What the task asks — Turn the material between the lines holding "For every <instance>, output" and "box: [123, 0, 262, 53]", inclusive, into a Markdown table with the columns Row and Content. Give each nonblank line its own numbered row and leave blank lines out.

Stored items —
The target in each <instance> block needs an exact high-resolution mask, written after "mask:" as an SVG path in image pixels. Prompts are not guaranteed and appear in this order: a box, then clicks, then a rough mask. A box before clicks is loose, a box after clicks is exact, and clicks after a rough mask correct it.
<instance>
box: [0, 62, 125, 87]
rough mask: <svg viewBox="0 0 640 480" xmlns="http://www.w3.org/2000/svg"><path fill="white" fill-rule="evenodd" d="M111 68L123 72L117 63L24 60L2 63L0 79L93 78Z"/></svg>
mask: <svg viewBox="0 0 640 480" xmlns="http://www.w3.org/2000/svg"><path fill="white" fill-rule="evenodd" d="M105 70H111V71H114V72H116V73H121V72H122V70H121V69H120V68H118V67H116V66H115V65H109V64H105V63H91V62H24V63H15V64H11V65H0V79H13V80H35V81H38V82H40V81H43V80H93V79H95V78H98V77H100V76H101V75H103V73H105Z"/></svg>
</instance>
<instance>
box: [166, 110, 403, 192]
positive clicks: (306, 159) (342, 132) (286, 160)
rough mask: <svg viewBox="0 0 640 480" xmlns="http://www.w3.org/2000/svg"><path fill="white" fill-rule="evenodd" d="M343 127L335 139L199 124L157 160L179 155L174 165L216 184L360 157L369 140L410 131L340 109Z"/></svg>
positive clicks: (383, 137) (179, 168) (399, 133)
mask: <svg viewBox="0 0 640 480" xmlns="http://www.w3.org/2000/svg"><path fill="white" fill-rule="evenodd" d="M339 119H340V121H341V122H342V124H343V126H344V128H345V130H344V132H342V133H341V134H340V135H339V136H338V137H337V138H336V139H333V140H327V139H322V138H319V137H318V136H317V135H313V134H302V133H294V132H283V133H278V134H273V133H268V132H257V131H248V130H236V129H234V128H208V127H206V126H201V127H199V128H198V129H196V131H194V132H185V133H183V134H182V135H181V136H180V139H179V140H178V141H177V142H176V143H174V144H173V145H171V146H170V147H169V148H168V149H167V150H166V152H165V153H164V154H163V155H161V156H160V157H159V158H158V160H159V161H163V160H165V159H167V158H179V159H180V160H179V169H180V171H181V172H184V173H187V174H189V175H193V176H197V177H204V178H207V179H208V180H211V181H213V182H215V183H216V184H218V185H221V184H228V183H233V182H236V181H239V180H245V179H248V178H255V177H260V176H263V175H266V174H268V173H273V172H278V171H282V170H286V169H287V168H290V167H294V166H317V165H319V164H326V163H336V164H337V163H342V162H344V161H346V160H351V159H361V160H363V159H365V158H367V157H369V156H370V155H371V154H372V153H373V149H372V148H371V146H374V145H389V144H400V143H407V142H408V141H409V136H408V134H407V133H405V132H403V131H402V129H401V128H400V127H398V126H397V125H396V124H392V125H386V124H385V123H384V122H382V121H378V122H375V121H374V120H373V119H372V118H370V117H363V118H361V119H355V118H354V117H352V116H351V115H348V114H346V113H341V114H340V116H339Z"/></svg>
...
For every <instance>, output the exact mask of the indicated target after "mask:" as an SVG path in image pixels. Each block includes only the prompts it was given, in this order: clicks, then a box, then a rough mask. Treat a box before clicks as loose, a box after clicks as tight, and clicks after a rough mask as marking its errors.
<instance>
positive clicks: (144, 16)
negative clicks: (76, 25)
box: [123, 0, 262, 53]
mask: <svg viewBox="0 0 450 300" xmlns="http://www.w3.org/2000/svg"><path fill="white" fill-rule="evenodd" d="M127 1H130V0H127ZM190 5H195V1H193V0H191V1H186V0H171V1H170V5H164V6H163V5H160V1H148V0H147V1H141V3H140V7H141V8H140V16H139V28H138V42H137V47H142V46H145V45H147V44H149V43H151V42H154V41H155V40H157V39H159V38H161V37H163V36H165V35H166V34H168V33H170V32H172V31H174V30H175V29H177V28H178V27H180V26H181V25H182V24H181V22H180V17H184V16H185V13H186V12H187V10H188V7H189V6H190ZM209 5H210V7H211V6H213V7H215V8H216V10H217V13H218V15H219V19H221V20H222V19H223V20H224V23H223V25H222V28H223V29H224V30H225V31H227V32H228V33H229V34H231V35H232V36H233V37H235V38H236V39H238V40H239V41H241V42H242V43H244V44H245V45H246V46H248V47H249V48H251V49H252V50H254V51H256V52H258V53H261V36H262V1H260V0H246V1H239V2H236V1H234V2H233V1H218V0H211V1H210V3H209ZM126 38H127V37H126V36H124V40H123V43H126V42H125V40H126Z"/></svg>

Response below —
| Row | Content |
|---|---|
| 1 | For every <instance>, output the exact mask of the indicated target after "mask:" as an SVG path in image pixels. Each block includes only the prompts it was given, in this order: clicks, then a box, then a rough mask. Treat a box before clicks as loose, a box after clicks as tight, and clicks after a rough mask as marking its errors. |
| 2 | <instance> |
| 3 | positive clicks: (144, 16) |
| 4 | negative clicks: (76, 25) |
| 5 | box: [123, 0, 262, 53] |